Provided text.
==================================================

It was a meticulously choreographed funeral, yet the occupant of the coffin was not a person, but an octogenarian known as the "Transatlantic Alliance."

In Davos, 2026, the Alpine air remained thin enough to induce hypoxia—a fitting match for the sense of unreality permeating the atmosphere. Thomas Mann’s The Magic Mountain has once again become a metaphor for reality: a coterie of terminally ill old aristocrats, sequestered in a sanatorium above the clouds, discoursing on some noble eternity until the thunder from the valley below shattered their crystal goblets.

Donald Trump was that thunder.

This time, he arrived without the salesman-like braggadocio of 2018, nor the campaigner’s desperation of 2020. Having returned to the White House a year ago, he ascended the podium—regarded by the globalist elite as a sacred altar—with the arrogance and ennui of a landlord coming to collect rent. He was not there to negotiate. Negotiation is charity granted to equals. Faced with European allies who had long since emasculated themselves amidst energy crises, stagnant growth, and bureaucracy, Trump was there to deliver a verdict.

The Europeans, still clad in impeccably tailored suits and clutching glossy reports on carbon emissions and ESG (Environmental, Social, and Governance), attempted to tame the beast with civilized etiquette. It was an exercise in wishful thinking. Long immersed in a sense of moral superiority within the conference rooms of Brussels, they had forgotten the foundational logic of human history: without the backing of power, morality is nothing more than an empty incantation.

Trump’s Davos address this year stripped away that fig leaf entirely.

From the stage, he spoke of the American energy boom, the security of sealed borders, and the federal bureaucracy he had personally dismantled. Every word was a slap in the face to the Macrons (though he had departed early in a rage) and the Scholzes of the room. While Europe squabbled over the definition of "green hydrogen," the United States had reforged its industrial heartland through shale oil, natural gas, and deregulation. This is not a policy divergence; it is speciation. America is reverting to the form of a wild bison—bloodthirsty, rapacious, yet teeming with vitality—while Europe has devolved into a greenhouse orchid: delicate, beautiful, and utterly incapable of survival in the wild.

A close observation of the European leaders in the audience revealed a complex psychological landscape: the disdain of faded aristocracy confronting a nouveau riche upstart, overlaid with a bone-deep terror—the realization that they have not only lost the estate but can no longer afford the butler.

Trump no longer spoke of "shared values." That phrase, which once cemented the Western world upon the ruins of World War II, has cracked and peeled away. He spoke of the ledger. NATO protection fees, trade deficits, tariff barriers. His logic was as cold as a scalpel: if you desire the protection of the Roman legions, you must pay the provincial taxes. Since you insist on hobbling America with automotive and data regulations, then everyone—from Frankfurt bankers to Bordeaux vintners—must prepare to bleed.

It evokes the scene from The Godfather featuring Michael Corleone in his Nevada estate. The family business has moved on; old debts have been settled. For those "old friends" who cannot keep pace and serve only as dead weight, all that remains is a transactional indifference. The ultimate betrayal is simply ceasing to pretend that one cares.

==================================================

Data lines.
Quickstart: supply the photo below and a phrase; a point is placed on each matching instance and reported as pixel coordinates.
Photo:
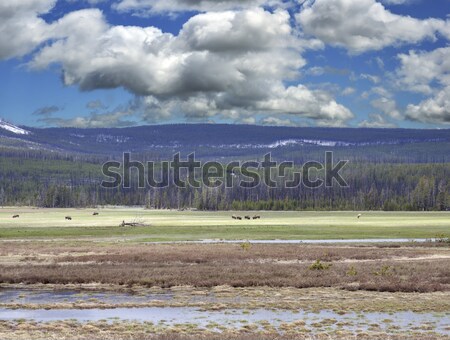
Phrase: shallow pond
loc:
(235, 318)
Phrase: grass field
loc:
(163, 225)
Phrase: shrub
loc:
(319, 265)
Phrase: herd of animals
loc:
(256, 217)
(234, 217)
(69, 218)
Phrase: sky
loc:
(117, 63)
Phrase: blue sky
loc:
(101, 63)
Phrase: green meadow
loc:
(165, 225)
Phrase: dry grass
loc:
(143, 331)
(415, 269)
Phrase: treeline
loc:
(76, 183)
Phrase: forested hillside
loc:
(57, 181)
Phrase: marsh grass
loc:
(379, 269)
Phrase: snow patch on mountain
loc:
(12, 128)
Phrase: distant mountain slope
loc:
(221, 140)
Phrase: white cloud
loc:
(376, 121)
(348, 91)
(21, 29)
(148, 7)
(398, 2)
(364, 25)
(373, 78)
(435, 109)
(419, 70)
(276, 121)
(228, 63)
(388, 106)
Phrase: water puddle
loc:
(236, 318)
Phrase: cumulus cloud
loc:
(95, 105)
(47, 110)
(388, 106)
(435, 109)
(276, 121)
(146, 7)
(229, 63)
(348, 91)
(427, 73)
(21, 28)
(418, 70)
(364, 25)
(376, 121)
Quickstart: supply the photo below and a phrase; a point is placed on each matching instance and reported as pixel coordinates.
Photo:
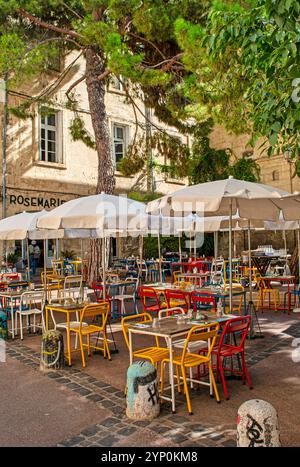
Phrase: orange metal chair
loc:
(98, 314)
(154, 353)
(189, 360)
(264, 289)
(177, 298)
(150, 300)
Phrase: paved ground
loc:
(87, 408)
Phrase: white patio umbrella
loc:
(229, 197)
(98, 216)
(23, 226)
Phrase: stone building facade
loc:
(45, 167)
(277, 171)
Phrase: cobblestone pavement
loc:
(169, 429)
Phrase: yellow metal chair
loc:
(52, 284)
(188, 360)
(154, 353)
(58, 266)
(263, 289)
(98, 314)
(237, 308)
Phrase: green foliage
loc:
(12, 258)
(68, 254)
(243, 64)
(79, 133)
(134, 160)
(166, 244)
(143, 197)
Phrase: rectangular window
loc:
(49, 137)
(120, 141)
(118, 83)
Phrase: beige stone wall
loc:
(32, 184)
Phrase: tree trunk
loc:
(106, 171)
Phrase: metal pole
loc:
(179, 249)
(28, 259)
(159, 257)
(4, 147)
(216, 244)
(298, 243)
(103, 268)
(4, 157)
(285, 250)
(230, 258)
(250, 262)
(45, 270)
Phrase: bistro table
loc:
(66, 310)
(217, 292)
(195, 278)
(289, 281)
(115, 289)
(11, 297)
(169, 329)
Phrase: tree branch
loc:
(73, 85)
(45, 25)
(167, 64)
(136, 36)
(53, 39)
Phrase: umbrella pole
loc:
(28, 260)
(141, 258)
(234, 245)
(179, 249)
(45, 270)
(216, 244)
(103, 268)
(285, 250)
(195, 240)
(250, 264)
(230, 258)
(159, 258)
(298, 244)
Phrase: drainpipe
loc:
(4, 152)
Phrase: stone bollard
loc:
(52, 351)
(257, 425)
(3, 325)
(142, 391)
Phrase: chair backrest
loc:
(176, 295)
(147, 293)
(239, 327)
(57, 265)
(203, 299)
(112, 277)
(131, 319)
(235, 285)
(202, 332)
(32, 299)
(131, 286)
(166, 312)
(99, 292)
(14, 276)
(73, 281)
(94, 311)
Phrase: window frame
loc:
(125, 140)
(58, 137)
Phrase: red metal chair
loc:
(231, 343)
(150, 299)
(99, 294)
(177, 298)
(203, 301)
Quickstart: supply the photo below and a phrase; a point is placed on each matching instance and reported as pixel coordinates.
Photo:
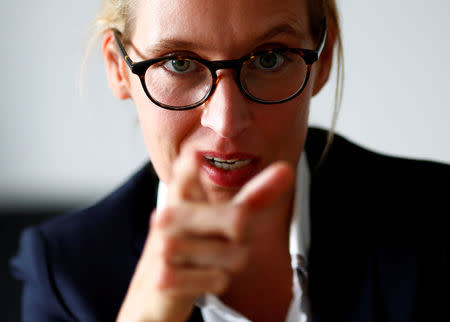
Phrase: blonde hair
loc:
(120, 14)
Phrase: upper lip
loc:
(235, 156)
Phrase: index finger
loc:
(267, 187)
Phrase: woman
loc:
(222, 93)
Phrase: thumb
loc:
(267, 187)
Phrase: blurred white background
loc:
(58, 148)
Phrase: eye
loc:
(179, 65)
(269, 60)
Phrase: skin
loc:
(229, 241)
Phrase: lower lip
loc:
(230, 178)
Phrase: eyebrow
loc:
(168, 44)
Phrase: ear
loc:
(325, 61)
(116, 67)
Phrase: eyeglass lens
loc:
(271, 76)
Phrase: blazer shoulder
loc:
(80, 264)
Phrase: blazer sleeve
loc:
(41, 301)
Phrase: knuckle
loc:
(163, 218)
(239, 221)
(169, 246)
(165, 279)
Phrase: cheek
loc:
(286, 130)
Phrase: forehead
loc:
(227, 26)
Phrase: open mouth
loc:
(231, 164)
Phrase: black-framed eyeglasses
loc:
(183, 82)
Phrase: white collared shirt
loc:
(213, 309)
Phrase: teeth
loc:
(231, 164)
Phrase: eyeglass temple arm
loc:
(128, 60)
(323, 38)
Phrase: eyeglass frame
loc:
(140, 68)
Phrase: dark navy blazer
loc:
(380, 248)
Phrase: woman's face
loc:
(229, 126)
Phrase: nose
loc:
(227, 112)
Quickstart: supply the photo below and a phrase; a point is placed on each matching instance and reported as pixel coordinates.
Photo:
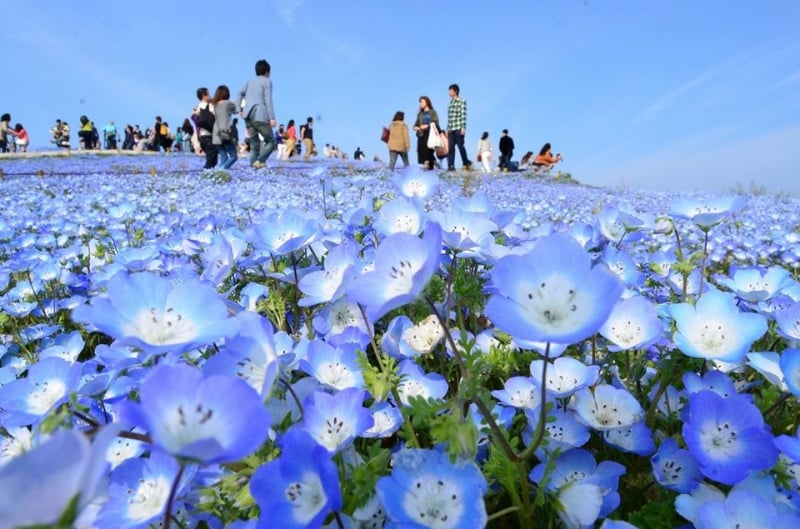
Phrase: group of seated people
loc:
(544, 161)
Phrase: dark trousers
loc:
(206, 143)
(456, 139)
(424, 154)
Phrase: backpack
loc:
(205, 118)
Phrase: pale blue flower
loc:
(715, 329)
(552, 293)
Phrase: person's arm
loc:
(268, 99)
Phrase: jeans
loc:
(455, 138)
(505, 159)
(393, 158)
(227, 154)
(254, 128)
(207, 144)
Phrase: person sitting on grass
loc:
(545, 159)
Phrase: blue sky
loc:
(636, 94)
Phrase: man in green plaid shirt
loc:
(456, 128)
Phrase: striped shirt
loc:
(457, 114)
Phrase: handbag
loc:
(434, 138)
(442, 151)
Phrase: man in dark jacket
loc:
(506, 150)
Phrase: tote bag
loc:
(434, 139)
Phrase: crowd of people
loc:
(212, 130)
(435, 144)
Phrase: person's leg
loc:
(222, 156)
(269, 140)
(255, 145)
(462, 151)
(232, 156)
(451, 149)
(206, 143)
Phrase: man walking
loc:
(258, 114)
(506, 147)
(456, 128)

==================================================

Written tasks.
• A. List the items that the text about Trump at Davos names as making up "the ledger."
• B. Please change "man walking" to "pedestrian" in the rows, starting with the line with "Phrase: crowd of people" and going on through the end of the rows, and give only those lines again, otherwise unchanged.
The text and the rows have nothing to do with each other.

Correct answers.
• A. NATO protection fees, trade deficits, tariff barriers

• B.
Phrase: crowd of people
loc:
(212, 130)
(435, 144)
Phrase: person's leg
loc:
(222, 156)
(269, 140)
(255, 145)
(462, 151)
(232, 156)
(451, 149)
(206, 143)
Phrase: pedestrian
loc:
(258, 114)
(506, 147)
(456, 128)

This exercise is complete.